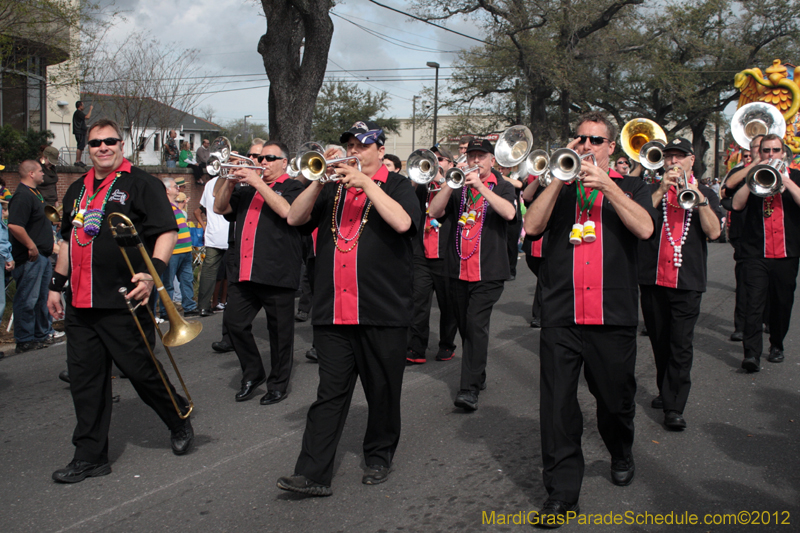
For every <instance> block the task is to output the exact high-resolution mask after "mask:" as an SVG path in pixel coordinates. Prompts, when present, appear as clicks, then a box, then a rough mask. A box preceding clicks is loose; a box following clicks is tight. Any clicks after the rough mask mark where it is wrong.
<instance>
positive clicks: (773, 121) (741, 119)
mask: <svg viewBox="0 0 800 533" xmlns="http://www.w3.org/2000/svg"><path fill="white" fill-rule="evenodd" d="M768 133H774V134H775V135H777V136H779V137H781V138H782V137H783V136H784V135H786V120H785V119H784V118H783V115H781V112H780V110H779V109H778V108H777V107H775V106H774V105H771V104H767V103H764V102H751V103H749V104H745V105H743V106H742V107H740V108H739V109H737V110H736V113H734V114H733V119H731V134H732V135H733V139H734V140H735V141H736V143H737V144H738V145H739V146H741V147H742V148H744V149H745V150H749V149H750V141H752V140H753V138H754V137H756V136H757V135H766V134H768Z"/></svg>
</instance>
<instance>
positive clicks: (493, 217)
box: [442, 173, 517, 281]
mask: <svg viewBox="0 0 800 533" xmlns="http://www.w3.org/2000/svg"><path fill="white" fill-rule="evenodd" d="M484 184H485V185H486V186H487V187H491V188H492V192H493V193H495V194H496V195H498V196H499V197H500V198H502V199H504V200H506V201H508V202H510V203H511V204H512V205H514V206H516V203H515V200H516V196H517V193H516V189H514V186H513V185H511V184H510V183H508V182H507V181H506V180H504V179H503V178H502V177H500V178H498V176H497V175H496V174H494V173H492V174H491V175H490V176H489V177H488V178H486V181H484ZM470 189H472V188H471V187H462V188H460V189H456V190H454V191H453V192H452V194H451V195H450V200H449V201H448V202H447V206H446V208H445V214H444V217H442V218H448V219H450V223H451V224H452V227H451V229H450V232H449V235H450V237H449V240H450V242H451V243H452V244H449V245H448V251H447V262H446V267H447V271H448V272H447V274H448V276H449V277H451V278H455V279H460V280H464V281H496V280H507V279H508V277H509V275H510V274H511V270H510V268H509V265H508V250H507V247H508V225H509V224H513V223H514V221H513V220H512V221H511V222H509V221H508V220H506V219H504V218H503V217H501V216H500V215H499V214H497V212H496V211H495V210H494V209H492V206H491V205H489V202H487V201H486V199H485V198H484V197H483V196H481V197H480V198H478V199H477V201H476V202H471V201H470V198H469V194H470V192H473V194H475V191H474V189H472V190H470ZM462 206H463V207H462ZM470 211H475V214H476V216H475V223H474V224H467V225H464V226H463V227H459V225H458V218H459V216H460V215H461V214H462V212H467V213H469V212H470ZM459 229H460V231H459Z"/></svg>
◇ ◇ ◇ ◇ ◇
Work required
Return each line above that contains the word "positive", treating uppercase and lowercase as different.

Response to this exercise
positive clicks: (773, 121) (741, 119)
positive clicks: (493, 217)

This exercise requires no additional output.